• SUPPLIED RECORDS:

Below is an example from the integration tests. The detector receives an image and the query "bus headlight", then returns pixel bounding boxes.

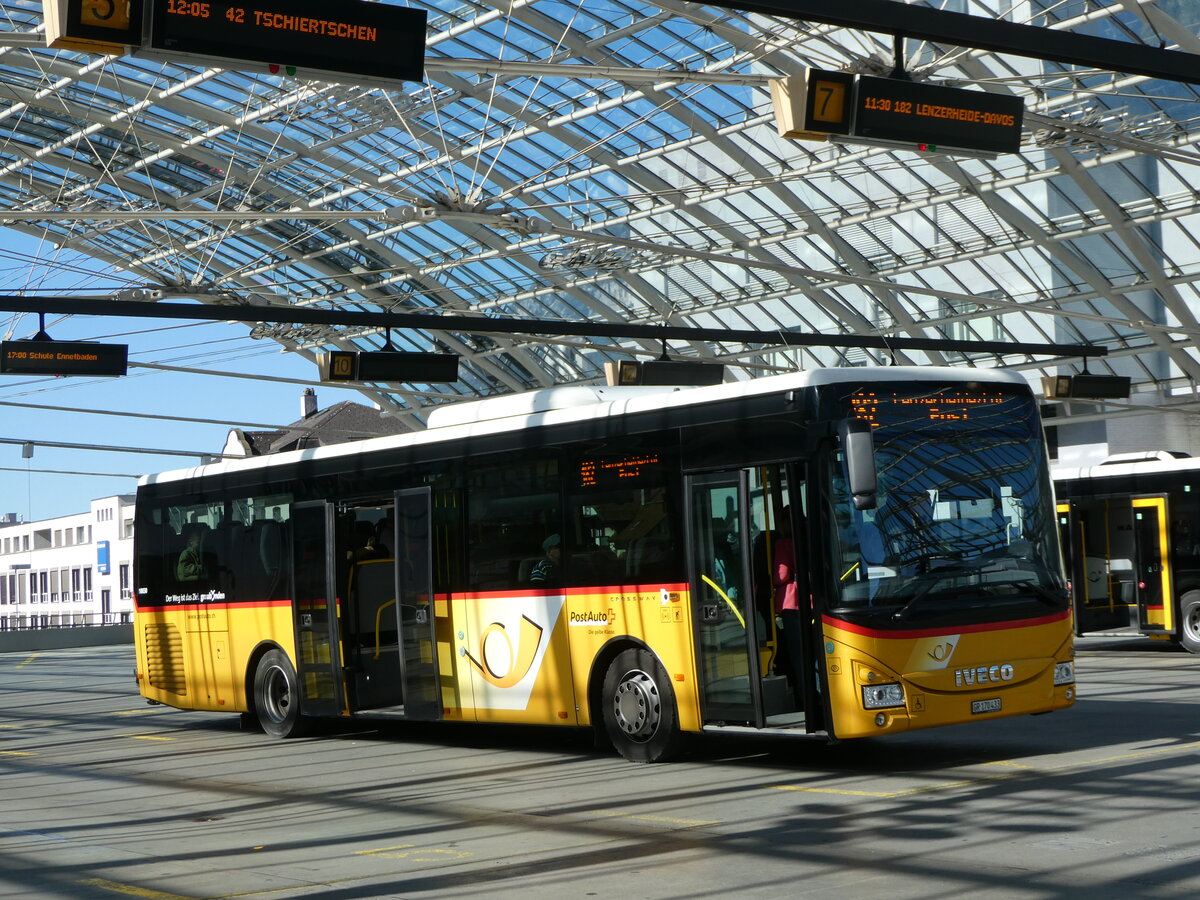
[1054,662,1075,686]
[863,684,904,709]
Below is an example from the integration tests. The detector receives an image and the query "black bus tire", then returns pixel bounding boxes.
[1180,590,1200,653]
[254,650,312,738]
[600,648,683,762]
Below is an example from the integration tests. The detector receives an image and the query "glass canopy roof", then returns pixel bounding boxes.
[0,0,1200,436]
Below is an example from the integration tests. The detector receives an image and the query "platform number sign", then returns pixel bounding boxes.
[42,0,142,54]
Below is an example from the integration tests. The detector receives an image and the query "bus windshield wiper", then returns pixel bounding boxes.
[892,565,973,619]
[1008,581,1067,610]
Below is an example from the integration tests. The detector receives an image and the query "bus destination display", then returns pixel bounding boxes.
[149,0,427,82]
[853,76,1025,154]
[850,391,1010,427]
[580,454,662,487]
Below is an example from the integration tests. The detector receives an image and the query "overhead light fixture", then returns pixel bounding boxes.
[605,360,725,388]
[1042,372,1132,400]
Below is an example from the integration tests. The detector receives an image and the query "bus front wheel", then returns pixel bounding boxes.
[254,650,310,738]
[601,648,683,762]
[1180,590,1200,653]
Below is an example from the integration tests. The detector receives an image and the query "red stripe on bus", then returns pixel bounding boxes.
[137,582,689,612]
[821,610,1070,640]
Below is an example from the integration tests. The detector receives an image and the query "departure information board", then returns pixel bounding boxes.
[148,0,427,82]
[853,76,1025,154]
[0,341,130,376]
[42,0,142,54]
[772,68,1025,156]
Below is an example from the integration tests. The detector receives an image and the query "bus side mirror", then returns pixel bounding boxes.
[838,419,877,509]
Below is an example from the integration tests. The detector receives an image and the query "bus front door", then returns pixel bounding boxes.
[292,500,343,715]
[1058,498,1138,635]
[1133,494,1175,634]
[686,470,766,728]
[395,487,442,720]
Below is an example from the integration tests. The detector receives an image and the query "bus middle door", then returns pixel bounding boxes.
[686,470,766,728]
[292,500,344,715]
[1133,494,1175,634]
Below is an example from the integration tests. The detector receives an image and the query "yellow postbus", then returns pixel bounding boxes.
[1051,450,1200,653]
[134,367,1074,761]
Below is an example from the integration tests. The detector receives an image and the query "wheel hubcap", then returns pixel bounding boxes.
[612,670,662,740]
[1183,606,1200,642]
[263,666,292,721]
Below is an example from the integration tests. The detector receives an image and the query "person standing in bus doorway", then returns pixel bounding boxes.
[772,506,804,708]
[529,534,563,588]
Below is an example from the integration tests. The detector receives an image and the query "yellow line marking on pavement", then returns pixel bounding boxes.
[116,734,178,740]
[354,844,474,863]
[770,742,1200,800]
[82,878,192,900]
[598,811,719,828]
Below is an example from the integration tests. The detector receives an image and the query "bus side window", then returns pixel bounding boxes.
[467,452,562,590]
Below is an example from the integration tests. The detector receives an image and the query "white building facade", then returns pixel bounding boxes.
[0,494,134,630]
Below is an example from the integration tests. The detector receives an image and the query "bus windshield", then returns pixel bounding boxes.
[827,385,1067,628]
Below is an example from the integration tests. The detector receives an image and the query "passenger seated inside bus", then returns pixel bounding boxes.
[175,522,209,582]
[529,534,563,588]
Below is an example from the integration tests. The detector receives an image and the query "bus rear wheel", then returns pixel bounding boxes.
[1180,590,1200,653]
[254,650,312,738]
[601,648,683,762]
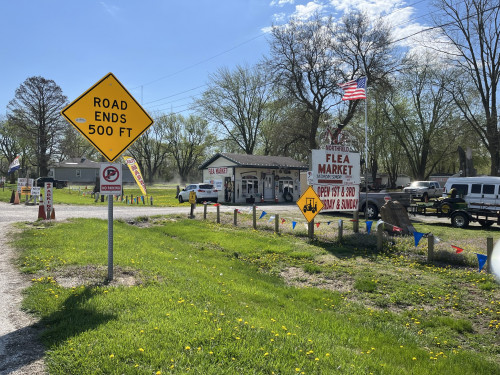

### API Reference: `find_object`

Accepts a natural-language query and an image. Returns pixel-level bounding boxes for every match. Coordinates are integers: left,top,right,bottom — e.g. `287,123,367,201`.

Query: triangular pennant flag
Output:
366,221,373,233
413,231,424,247
476,253,488,271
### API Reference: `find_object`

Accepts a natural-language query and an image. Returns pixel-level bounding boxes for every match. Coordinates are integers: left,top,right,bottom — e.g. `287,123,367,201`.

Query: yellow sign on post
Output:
189,191,196,204
61,73,153,162
297,186,323,223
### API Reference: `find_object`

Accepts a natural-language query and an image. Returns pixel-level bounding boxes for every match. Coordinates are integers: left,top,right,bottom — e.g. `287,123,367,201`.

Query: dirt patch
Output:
280,267,353,293
47,265,143,288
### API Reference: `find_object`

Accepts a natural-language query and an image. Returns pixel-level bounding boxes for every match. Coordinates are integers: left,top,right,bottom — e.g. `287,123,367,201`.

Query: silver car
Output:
179,184,219,203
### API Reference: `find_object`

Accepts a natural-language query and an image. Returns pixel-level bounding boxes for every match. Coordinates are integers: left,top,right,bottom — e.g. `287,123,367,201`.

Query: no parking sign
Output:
100,163,122,195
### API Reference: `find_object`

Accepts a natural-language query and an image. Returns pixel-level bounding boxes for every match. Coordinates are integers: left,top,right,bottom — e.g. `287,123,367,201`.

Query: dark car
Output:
35,177,68,189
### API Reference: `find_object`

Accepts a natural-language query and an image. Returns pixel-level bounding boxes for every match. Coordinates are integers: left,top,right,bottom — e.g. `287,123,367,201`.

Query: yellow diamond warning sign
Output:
297,186,323,222
61,73,153,161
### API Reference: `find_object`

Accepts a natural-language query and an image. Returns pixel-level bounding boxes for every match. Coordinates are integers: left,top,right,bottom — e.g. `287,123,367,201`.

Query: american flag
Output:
339,77,366,100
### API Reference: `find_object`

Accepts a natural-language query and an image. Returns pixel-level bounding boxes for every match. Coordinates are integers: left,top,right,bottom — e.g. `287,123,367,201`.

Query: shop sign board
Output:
311,145,361,212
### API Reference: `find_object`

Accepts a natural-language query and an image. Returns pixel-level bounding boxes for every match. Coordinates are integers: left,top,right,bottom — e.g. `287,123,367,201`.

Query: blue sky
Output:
0,0,430,116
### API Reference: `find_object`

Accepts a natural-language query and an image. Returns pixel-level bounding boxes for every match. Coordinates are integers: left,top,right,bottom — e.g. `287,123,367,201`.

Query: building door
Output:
264,174,274,200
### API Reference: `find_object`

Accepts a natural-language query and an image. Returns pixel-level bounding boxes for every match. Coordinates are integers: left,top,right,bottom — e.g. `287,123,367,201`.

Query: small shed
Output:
48,158,135,184
199,153,308,203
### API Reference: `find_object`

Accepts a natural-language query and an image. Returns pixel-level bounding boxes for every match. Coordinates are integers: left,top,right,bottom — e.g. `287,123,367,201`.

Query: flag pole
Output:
365,77,368,221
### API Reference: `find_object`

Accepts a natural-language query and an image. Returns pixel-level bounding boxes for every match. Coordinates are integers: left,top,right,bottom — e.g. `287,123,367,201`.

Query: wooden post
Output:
486,237,493,273
427,233,434,262
352,211,359,233
307,219,314,240
377,223,384,251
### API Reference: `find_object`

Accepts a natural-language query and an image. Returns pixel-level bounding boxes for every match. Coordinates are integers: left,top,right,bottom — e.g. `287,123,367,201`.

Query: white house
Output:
199,153,308,203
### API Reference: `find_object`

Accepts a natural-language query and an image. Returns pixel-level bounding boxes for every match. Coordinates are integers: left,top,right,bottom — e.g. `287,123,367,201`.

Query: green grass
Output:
11,215,500,374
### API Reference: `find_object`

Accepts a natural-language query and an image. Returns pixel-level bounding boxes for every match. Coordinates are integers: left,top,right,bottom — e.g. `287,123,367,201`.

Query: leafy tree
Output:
196,66,271,154
433,0,500,176
7,77,67,176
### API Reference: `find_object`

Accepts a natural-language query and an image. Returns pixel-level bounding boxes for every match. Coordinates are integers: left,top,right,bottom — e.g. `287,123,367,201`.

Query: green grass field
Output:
11,215,500,374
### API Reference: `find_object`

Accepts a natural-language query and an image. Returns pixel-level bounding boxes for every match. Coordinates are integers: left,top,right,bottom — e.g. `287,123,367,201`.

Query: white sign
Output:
99,163,122,195
311,146,361,185
311,145,361,212
43,182,54,219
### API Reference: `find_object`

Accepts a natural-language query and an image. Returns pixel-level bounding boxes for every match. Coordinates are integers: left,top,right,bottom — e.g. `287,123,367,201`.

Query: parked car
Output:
179,184,219,203
35,177,68,189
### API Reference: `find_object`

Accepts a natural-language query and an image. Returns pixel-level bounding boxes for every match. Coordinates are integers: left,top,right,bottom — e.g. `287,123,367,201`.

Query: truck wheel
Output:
451,212,469,228
363,203,378,219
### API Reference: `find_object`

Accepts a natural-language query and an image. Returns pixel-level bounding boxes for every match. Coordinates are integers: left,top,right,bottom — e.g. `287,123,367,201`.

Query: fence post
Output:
377,222,384,251
352,211,359,233
486,237,493,273
307,218,314,240
427,233,434,262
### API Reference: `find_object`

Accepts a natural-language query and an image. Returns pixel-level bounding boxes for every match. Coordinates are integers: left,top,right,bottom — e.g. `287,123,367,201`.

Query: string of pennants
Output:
223,203,488,271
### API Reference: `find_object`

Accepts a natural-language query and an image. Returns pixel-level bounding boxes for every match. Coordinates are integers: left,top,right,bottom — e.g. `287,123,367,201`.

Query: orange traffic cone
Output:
38,204,47,220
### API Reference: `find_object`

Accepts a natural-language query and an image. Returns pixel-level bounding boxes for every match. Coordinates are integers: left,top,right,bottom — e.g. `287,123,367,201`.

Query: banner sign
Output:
99,163,122,195
123,156,147,195
311,145,361,212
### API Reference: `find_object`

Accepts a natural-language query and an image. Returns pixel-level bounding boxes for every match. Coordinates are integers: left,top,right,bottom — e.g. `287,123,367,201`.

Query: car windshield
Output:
200,184,214,189
410,181,429,187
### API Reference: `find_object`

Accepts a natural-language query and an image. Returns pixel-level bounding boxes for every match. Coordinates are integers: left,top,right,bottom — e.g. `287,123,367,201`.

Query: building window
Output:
241,176,259,197
279,177,293,194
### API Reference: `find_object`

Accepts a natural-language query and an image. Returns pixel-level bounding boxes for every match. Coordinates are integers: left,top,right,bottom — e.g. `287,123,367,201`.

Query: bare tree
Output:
7,77,69,176
163,115,215,182
384,56,457,179
435,0,500,176
196,66,271,154
128,116,168,183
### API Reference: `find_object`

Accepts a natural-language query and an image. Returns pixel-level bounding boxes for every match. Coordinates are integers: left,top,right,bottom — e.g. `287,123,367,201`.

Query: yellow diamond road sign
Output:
297,186,323,223
61,73,153,161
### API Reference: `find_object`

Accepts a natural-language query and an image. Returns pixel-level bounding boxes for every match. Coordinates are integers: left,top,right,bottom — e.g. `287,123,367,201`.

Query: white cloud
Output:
293,1,325,20
269,0,295,7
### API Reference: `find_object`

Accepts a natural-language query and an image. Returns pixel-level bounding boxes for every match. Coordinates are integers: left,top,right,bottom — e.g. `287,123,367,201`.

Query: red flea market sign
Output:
99,163,122,195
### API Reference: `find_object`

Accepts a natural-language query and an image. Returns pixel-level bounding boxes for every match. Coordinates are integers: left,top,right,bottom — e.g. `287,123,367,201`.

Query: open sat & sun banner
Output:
123,156,147,195
311,145,361,212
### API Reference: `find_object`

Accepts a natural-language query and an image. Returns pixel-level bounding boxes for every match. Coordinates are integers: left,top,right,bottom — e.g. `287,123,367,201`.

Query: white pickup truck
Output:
403,181,444,202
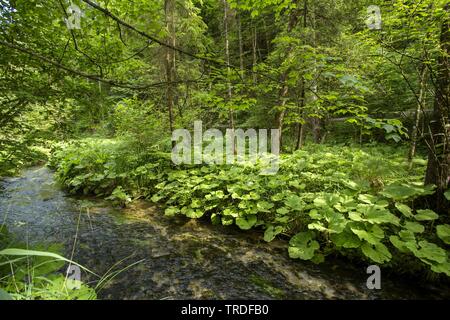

• AIM: Starting at the first line of the listing and ending at the line with "[1042,372,1132,400]", write out every line again, both ends included, and shift each bounding box coordinate by adding 137 to it. Omit the picture.

• EXERCISE ANSWER:
Below is an example from the integration tests. The detector receives an image and the query "bus headlight", then returns pixel bounding boxes.

[1191,799,1212,823]
[1000,821,1041,846]
Below is an example from the integration tests. The detector receives an image and the query "black bus tire", then returns pixel bounding boxes.
[1317,727,1337,790]
[391,787,449,875]
[737,785,820,899]
Below is an example from the integration tests. The detector receives an image and the query "glass canopy roof", then returns pixel bounding boxes.
[137,137,1337,573]
Below is an example from the integration tests. The detector receives an image and the query "platform number sign", then returns pixel bounding boxes.
[179,137,279,191]
Below is an example from the integration tests. The detector receives an image and the query "bus windshield wiper", then returns pixel bounding boxes.
[1029,702,1110,756]
[1145,718,1204,747]
Below is an example from the integration tests. The detector receives an image and the query "bus destination display", then returns pixel bounding boxes.
[286,137,564,219]
[990,213,1162,291]
[987,528,1147,564]
[717,591,799,624]
Below is an example from the integration tests. The detector receives an image and the query "overhead light fixture", then returns pixel bounding boxes.
[742,497,862,525]
[1179,509,1269,537]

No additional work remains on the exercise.